Objectives:
A: Reproduce the full passage addressing the children of the church, word for word.
B: Collect every line of the listing that contains the string "microphone".

Passage provided:
## start

As in this erection, and in all this self-denying labour, you have had immediate and constant reference to the spiritual and eternal welfare of your children, shall I conclude without pointing out to them their privileges and their obligations?

Children of this church! is it not your privilege and your duty, to carry out and sustain the purposes of your fathers? You love them; will you not love what was dear to them as life itself? You honour them; will you not honour that which is the fruit of their labour, energy and sacrifice? You delight in their happiness; if living, what can give them greater happiness than to see you following in their footsteps, as far as they are followers of Christ, and rallying round that church in which is garnered their affections and their hopes; and if ascended on high, what tidings from the earth could be so welcome to them as the joyful news, that, their children, whom they had left as orphans in a dangerous and sinful world, had found a safe and peaceful asylum in the bosom of their church?

Alexander gloried in pushing his father's victories to the ends of the earth. Hannibal, that it might exalt the glory of his father, with incomparable toil, pressed his way to the very gates of Rome. It is the glory of a child to perpetuate and emblazon the honor of his parents. And shall the children of this church, who were born within her; who were carried by their parents, and placed within her arms, in tender infancy; that they might receive her holiest blessing, and who have grown up under her watchful care, feel no solicitude for her increase, prosperity and advancement? Oh for the sanctified spirit of Alexander and of Hannibal, in you who boast as your parents, those who were devoted in life, interest and affection to the welfare of this church. Would that we could see you, like another Æneas* or another Appius, bearing on your shoulders, and carrying forward, by your devotion, that which constituted their life and happiness. To you, children of the church, have your fathers entrusted the guardianship, the perpetuity, the stability of this Zion. Yours is the honored task of fulfilling their desires, and carrying forward to full accomplishment their purposes. This is your spiritual home. Here did you first listen to the sound of salvation, and feel the sweet power of devotion. Here were your infant feet planted on the way that leads to immortality and glory. Here were you consecrated to the service of the God of Heaven; of Christ, the Saviour of men; of the Spirit, the sanctifier and comforter; and to the future service of this church, which is the temple of their worship and praise. The recollections and the impressions of your childhood you can *Virgil, i. 2. 707. 5-VOL. V.

## end

Data for processing:

## start

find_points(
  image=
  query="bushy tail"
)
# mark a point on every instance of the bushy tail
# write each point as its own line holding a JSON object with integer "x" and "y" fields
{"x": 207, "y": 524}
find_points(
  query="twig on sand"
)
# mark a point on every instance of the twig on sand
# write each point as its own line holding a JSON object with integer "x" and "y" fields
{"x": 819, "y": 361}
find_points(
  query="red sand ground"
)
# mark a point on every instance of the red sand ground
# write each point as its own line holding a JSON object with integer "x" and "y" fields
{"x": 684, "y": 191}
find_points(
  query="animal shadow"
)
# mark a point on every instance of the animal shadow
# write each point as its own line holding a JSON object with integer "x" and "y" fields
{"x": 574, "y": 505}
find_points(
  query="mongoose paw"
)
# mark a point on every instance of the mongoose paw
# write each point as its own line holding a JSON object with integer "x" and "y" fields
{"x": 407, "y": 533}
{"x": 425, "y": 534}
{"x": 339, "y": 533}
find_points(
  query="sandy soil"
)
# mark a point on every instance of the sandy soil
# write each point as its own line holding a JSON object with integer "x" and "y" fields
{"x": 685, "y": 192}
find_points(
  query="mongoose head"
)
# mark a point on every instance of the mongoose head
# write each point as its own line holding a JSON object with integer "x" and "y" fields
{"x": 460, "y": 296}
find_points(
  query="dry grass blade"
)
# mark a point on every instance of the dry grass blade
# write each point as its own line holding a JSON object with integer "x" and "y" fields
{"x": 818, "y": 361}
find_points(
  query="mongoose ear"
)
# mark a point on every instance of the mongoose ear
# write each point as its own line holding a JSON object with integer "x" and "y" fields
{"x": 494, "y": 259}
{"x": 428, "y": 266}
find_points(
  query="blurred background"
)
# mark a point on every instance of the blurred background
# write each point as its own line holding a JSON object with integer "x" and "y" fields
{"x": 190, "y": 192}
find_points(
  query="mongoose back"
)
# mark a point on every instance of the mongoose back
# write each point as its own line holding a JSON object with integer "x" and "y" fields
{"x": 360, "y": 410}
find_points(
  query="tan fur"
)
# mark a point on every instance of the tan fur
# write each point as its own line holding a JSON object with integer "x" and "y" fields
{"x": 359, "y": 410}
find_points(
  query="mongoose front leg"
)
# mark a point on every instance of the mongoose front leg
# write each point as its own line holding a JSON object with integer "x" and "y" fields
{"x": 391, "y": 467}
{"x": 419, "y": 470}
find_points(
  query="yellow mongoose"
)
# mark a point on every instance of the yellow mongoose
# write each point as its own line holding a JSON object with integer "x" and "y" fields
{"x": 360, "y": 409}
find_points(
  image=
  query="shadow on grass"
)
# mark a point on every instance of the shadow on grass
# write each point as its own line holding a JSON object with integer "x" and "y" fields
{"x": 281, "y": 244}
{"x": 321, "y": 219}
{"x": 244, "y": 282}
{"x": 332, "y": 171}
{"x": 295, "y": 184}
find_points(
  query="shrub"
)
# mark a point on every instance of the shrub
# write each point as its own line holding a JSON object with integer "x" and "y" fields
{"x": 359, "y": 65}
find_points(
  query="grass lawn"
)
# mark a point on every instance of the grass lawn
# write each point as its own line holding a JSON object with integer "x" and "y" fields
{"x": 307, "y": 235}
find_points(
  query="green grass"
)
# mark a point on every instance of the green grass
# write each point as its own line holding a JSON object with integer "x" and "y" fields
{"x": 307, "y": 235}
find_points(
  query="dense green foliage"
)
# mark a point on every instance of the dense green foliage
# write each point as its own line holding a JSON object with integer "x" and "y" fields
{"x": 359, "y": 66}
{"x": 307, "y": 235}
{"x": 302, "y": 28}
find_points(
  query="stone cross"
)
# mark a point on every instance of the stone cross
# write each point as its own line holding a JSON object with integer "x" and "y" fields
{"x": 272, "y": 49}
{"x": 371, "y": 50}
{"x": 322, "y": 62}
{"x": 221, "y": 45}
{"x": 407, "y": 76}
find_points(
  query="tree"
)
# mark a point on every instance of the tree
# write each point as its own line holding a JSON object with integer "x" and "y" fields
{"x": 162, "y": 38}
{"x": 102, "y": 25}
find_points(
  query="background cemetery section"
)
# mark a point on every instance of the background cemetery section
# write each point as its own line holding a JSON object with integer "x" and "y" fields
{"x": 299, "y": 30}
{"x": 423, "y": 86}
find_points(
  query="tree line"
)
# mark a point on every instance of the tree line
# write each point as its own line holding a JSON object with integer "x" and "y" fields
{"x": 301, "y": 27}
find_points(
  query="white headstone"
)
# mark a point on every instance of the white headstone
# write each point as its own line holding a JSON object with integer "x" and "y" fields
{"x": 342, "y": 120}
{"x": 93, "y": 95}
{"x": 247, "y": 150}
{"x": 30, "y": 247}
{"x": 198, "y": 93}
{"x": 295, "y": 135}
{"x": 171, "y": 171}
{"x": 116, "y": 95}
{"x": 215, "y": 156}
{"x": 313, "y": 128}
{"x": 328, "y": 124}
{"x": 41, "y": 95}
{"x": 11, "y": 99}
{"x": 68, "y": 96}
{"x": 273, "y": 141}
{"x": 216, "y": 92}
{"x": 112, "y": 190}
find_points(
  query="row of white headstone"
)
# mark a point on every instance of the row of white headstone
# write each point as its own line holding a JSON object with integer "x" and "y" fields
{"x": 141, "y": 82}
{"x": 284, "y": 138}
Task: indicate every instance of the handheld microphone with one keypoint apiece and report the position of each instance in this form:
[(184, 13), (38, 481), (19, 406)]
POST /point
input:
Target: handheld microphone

## end

Exercise results:
A:
As in this erection, and in all this self-denying labour, you have had immediate and constant reference to the spiritual and eternal welfare of your children, shall I conclude without pointing out to them their privileges and their obligations?

Children of this church! is it not your privilege and your duty, to carry out and sustain the purposes of your fathers? You love them; will you not love what was dear to them as life itself? You honour them; will you not honour that which is the fruit of their labour, energy and sacrifice? You delight in their happiness; if living, what can give them greater happiness than to see you following in their footsteps, as far as they are followers of Christ, and rallying round that church in which is garnered their affections and their hopes; and if ascended on high, what tidings from the earth could be so welcome to them as the joyful news, that, their children, whom they had left as orphans in a dangerous and sinful world, had found a safe and peaceful asylum in the bosom of their church?

Alexander gloried in pushing his father's victories to the ends of the earth. Hannibal, that it might exalt the glory of his father, with incomparable toil, pressed his way to the very gates of Rome. It is the glory of a child to perpetuate and emblazon the honor of his parents. And shall the children of this church, who were born within her; who were carried by their parents, and placed within her arms, in tender infancy; that they might receive her holiest blessing, and who have grown up under her watchful care, feel no solicitude for her increase, prosperity and advancement? Oh for the sanctified spirit of Alexander and of Hannibal, in you who boast as your parents, those who were devoted in life, interest and affection to the welfare of this church. Would that we could see you, like another Æneas* or another Appius, bearing on your shoulders, and carrying forward, by your devotion, that which constituted their life and happiness. To you, children of the church, have your fathers entrusted the guardianship, the perpetuity, the stability of this Zion. Yours is the honored task of fulfilling their desires, and carrying forward to full accomplishment their purposes. This is your spiritual home. Here did you first listen to the sound of salvation, and feel the sweet power of devotion. Here were your infant feet planted on the way that leads to immortality and glory. Here were you consecrated to the service of the God of Heaven; of Christ, the Saviour of men; of the Spirit, the sanctifier and comforter; and to the future service of this church, which is the temple of their worship and praise. The recollections and the impressions of your childhood you can *Virgil, i. 2. 707. 5-VOL. V.

B:
Task: indicate every instance of the handheld microphone with one keypoint apiece and report the position of each instance in this form:
Target: handheld microphone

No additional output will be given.